▸ **WHAT THE EXERCISE ASKS**: The records below are to be set down again exactly, with the pictures left out.

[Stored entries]
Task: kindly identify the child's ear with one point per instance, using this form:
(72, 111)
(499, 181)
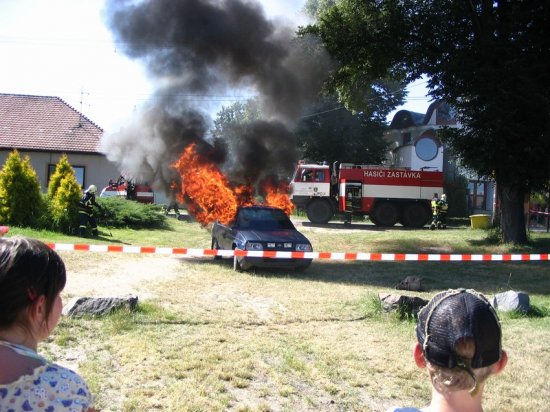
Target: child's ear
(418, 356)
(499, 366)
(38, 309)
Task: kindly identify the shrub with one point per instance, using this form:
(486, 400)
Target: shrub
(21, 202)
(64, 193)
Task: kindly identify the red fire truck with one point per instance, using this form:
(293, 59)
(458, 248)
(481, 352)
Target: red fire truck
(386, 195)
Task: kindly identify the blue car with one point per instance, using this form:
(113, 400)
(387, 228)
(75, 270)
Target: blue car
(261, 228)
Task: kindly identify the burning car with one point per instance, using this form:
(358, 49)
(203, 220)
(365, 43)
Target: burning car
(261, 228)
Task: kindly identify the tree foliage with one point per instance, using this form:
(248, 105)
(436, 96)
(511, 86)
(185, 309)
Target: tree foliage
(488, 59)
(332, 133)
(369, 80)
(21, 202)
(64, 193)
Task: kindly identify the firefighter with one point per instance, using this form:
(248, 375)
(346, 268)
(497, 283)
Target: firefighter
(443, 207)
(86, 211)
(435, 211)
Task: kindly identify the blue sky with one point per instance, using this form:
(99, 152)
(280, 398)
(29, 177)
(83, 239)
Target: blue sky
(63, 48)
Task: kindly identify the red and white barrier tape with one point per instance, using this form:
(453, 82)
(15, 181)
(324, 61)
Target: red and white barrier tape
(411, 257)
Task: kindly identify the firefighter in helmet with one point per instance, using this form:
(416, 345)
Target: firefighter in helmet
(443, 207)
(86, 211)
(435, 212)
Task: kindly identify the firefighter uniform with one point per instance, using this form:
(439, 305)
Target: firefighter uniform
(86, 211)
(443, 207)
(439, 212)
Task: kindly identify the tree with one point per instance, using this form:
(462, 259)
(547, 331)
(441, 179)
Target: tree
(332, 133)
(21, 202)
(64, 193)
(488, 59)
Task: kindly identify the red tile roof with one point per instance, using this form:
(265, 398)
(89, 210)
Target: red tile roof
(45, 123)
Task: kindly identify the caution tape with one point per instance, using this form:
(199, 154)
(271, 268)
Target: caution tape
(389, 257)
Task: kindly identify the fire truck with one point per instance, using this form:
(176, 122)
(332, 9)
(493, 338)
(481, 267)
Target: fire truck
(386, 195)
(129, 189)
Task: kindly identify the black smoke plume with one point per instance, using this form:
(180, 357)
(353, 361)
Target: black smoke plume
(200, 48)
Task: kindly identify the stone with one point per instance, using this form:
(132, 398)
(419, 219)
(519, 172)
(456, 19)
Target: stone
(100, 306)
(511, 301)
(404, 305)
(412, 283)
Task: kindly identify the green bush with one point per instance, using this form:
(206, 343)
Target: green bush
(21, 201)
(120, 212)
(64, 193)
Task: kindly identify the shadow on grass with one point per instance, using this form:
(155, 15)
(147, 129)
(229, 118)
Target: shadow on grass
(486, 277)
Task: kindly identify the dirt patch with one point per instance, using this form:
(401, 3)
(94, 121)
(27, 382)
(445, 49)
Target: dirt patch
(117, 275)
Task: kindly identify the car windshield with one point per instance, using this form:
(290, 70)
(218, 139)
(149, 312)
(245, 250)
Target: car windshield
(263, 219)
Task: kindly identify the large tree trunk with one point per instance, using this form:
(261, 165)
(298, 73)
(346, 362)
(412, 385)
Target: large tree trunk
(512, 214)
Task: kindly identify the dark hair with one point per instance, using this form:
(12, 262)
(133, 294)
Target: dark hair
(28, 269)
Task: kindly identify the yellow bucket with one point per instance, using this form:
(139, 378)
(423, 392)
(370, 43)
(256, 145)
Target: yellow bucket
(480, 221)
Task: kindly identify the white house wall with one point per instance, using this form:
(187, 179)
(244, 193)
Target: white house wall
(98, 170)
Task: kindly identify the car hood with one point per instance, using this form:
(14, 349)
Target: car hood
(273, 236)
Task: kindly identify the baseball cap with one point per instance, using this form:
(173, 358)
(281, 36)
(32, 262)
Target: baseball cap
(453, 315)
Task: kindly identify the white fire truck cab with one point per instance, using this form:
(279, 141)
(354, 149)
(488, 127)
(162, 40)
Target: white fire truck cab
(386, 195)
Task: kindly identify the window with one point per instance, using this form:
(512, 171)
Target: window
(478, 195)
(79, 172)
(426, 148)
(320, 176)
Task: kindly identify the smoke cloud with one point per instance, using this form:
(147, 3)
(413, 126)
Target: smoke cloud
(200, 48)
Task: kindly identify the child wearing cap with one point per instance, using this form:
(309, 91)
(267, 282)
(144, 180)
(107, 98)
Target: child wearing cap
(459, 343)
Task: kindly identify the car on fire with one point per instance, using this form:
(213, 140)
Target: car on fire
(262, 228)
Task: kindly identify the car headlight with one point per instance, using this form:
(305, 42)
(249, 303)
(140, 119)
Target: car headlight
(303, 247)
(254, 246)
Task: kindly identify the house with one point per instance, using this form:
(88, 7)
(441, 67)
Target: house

▸ **EXERCISE OUTPUT**:
Task: kindly identify the child's ear with one point per instance, using this form:
(72, 111)
(499, 181)
Target: child's ear
(418, 356)
(499, 366)
(38, 309)
Task: kindly identify the shrub with one point per instance, using this form:
(486, 400)
Target: shrub
(21, 202)
(64, 193)
Task: kindly identify the red fire truck with one point per instance, using this form:
(293, 59)
(458, 248)
(481, 352)
Target: red fire truck
(386, 195)
Task: kindly identify the blue car with one point per instance, using this form:
(113, 400)
(387, 228)
(75, 270)
Target: blue car
(261, 228)
Task: kindly identify the burning car with one point per instance, using this form:
(358, 49)
(203, 220)
(365, 43)
Target: burning car
(261, 228)
Task: kindly identify the tree foliage with one point per instance, using this form:
(248, 105)
(436, 96)
(511, 86)
(185, 309)
Target: tree foliage
(488, 59)
(332, 133)
(369, 80)
(21, 202)
(64, 193)
Task: kindly identify the firefighter with one point per instance, using this form:
(248, 375)
(346, 268)
(497, 283)
Target: firefighter
(443, 207)
(86, 211)
(435, 211)
Task: kindly identify the blue sky with one point per instance, using this form:
(99, 152)
(280, 398)
(29, 177)
(83, 239)
Target: blue sky
(63, 48)
Task: kindly identify the red and white barrier tape with one point per instance, using this form:
(453, 82)
(15, 181)
(324, 61)
Target: red and white barrier tape
(411, 257)
Task: kindly identify the firefighter in helmet with one point per instance, using this form:
(416, 345)
Target: firefighter in helmet
(443, 207)
(86, 211)
(435, 212)
Task: kindly identify the firefighter uniform with one point per instance, using this form:
(439, 305)
Target: firefighter uniform
(86, 211)
(443, 207)
(439, 212)
Task: kindly identify the tree with one point per instance, using this form:
(462, 259)
(547, 331)
(441, 179)
Target: tree
(332, 133)
(21, 202)
(64, 193)
(488, 59)
Task: kindly identify the red tile roof with one point per instance, using this form:
(265, 398)
(89, 210)
Target: red tile roof
(45, 123)
Task: kindly identify the caution tape with one point per instance, using this form:
(199, 154)
(271, 268)
Target: caution tape
(389, 257)
Task: kindly identify the fire truck with one point per instance, using this form:
(176, 122)
(332, 9)
(493, 338)
(481, 267)
Target: fire truck
(386, 195)
(129, 189)
Task: kindly identify the black smoke plume with one point per instance, using this form:
(180, 357)
(353, 361)
Target: black smoke plume
(200, 48)
Task: kindly identify the stone with one point per instance, using this form:
(132, 398)
(419, 219)
(519, 172)
(456, 19)
Target: stone
(100, 306)
(511, 301)
(404, 305)
(412, 283)
Task: kindly identify the green bush with one point per instance, using this form:
(206, 343)
Target: green bush
(21, 201)
(120, 212)
(64, 193)
Task: kindly identify the shadow on grass with one point per instance, using this form:
(155, 15)
(147, 129)
(229, 118)
Target: shadow on grass
(486, 277)
Task: kindly identify the dirt patch with one point per instance, using this form:
(401, 3)
(94, 121)
(27, 382)
(445, 49)
Target: dirt patch
(117, 275)
Task: kindly identify the car windshield with one point per instance, using this form:
(290, 70)
(218, 139)
(149, 312)
(245, 250)
Target: car windshield
(263, 219)
Task: kindly identify the large tree trunk with one point per instance, using this form:
(261, 165)
(298, 73)
(346, 362)
(412, 385)
Target: large tree trunk
(512, 214)
Task: kindly identify the dark hair with one point per instance, using this form:
(12, 262)
(133, 294)
Target: dark hair
(28, 269)
Task: kindly identify the yellow bucket with one point per instance, using this form:
(139, 378)
(423, 392)
(370, 43)
(256, 145)
Target: yellow bucket
(480, 221)
Task: kindly identify the white house wall with one point per instance, using this form:
(187, 179)
(244, 193)
Target: white house wall
(98, 170)
Task: kindly identify the car hood with one point per instance, using this form:
(14, 349)
Target: car hood
(273, 236)
Task: kindly identify the baseball cap with one point per instance, using this form:
(173, 358)
(281, 36)
(32, 262)
Target: baseball cap
(453, 315)
Task: kindly identify the white fire truck cab with one point per instance, using this form:
(279, 141)
(354, 149)
(488, 127)
(162, 40)
Target: white fire truck cab
(386, 195)
Task: kindly identify the window with one point per instance, using this form:
(512, 171)
Target: window
(478, 195)
(79, 172)
(426, 148)
(320, 176)
Task: kindly identify the smoke cloud with one point per instance, using this form:
(147, 3)
(413, 126)
Target: smoke cloud
(200, 48)
Task: kindly identify the child wearing cap with one point per instance, using this form:
(309, 91)
(267, 282)
(144, 180)
(107, 98)
Target: child wearing cap
(459, 343)
Task: kindly identify the car on fire with one point per instance, using this form:
(213, 140)
Target: car on fire
(262, 228)
Task: kindly identify the car headlight with one point per instance, using this form:
(305, 42)
(249, 303)
(140, 119)
Target: car headlight
(303, 247)
(254, 246)
Task: kindly identify the house with one point per instance, using this form:
(88, 7)
(441, 67)
Target: house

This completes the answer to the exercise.